Write out the lines below word for word, starting at the line that contains "Segment the horse's" and ending at the line that contains "Provide the mask of the horse's ear.", with both of those lines included. Copy only that stretch of the records.

+---+

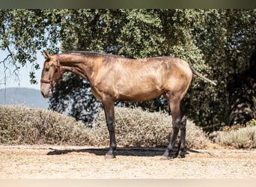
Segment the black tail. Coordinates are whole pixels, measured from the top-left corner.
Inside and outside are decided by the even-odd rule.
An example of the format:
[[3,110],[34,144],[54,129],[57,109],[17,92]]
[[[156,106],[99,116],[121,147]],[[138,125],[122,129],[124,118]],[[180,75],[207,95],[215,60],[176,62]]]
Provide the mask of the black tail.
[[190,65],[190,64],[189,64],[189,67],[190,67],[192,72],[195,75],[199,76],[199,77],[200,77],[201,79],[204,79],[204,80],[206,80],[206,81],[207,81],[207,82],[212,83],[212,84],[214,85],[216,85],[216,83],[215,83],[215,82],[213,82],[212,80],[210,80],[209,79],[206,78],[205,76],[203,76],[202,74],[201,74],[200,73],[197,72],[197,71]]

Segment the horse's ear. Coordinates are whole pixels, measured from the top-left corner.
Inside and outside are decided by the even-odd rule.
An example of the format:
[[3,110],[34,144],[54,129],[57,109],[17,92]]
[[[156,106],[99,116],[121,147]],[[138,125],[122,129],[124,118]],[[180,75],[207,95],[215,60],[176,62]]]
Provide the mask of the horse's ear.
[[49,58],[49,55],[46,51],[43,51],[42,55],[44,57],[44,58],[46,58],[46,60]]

+---+

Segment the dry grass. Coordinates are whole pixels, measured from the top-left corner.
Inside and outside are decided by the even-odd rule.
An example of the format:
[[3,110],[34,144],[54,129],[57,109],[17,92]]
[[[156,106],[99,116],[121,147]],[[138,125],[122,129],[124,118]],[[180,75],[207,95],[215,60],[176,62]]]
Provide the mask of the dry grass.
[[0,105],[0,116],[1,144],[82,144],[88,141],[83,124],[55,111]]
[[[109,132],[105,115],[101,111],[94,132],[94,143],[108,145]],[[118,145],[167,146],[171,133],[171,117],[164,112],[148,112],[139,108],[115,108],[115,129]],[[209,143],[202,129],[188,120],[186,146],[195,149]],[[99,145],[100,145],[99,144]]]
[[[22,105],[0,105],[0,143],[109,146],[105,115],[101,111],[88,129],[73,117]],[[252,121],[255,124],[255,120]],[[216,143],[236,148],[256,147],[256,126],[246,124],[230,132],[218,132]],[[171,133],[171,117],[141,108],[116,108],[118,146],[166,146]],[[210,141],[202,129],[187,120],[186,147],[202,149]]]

+---+

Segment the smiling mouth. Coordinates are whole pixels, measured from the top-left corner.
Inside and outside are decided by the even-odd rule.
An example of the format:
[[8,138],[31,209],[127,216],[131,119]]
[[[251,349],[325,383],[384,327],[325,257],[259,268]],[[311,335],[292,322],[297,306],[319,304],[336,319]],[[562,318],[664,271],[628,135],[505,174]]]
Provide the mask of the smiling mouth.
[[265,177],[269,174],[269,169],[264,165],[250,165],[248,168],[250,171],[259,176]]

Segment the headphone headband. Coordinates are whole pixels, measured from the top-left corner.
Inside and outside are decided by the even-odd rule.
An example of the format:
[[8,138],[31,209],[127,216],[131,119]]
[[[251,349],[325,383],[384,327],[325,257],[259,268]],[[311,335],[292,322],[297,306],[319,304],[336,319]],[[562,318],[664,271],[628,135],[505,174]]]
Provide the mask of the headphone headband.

+---+

Written response:
Segment the horse's ear. Coordinates are whole pixels, measured from the top-left corner.
Inside and outside are decided by the even-odd rule.
An example of the format:
[[3,110],[34,144],[54,129],[57,109],[17,92]]
[[[156,106],[99,116],[121,147]],[[138,125],[122,129],[124,118]],[[180,75],[207,95],[215,60],[176,62]]]
Provide the mask of the horse's ear.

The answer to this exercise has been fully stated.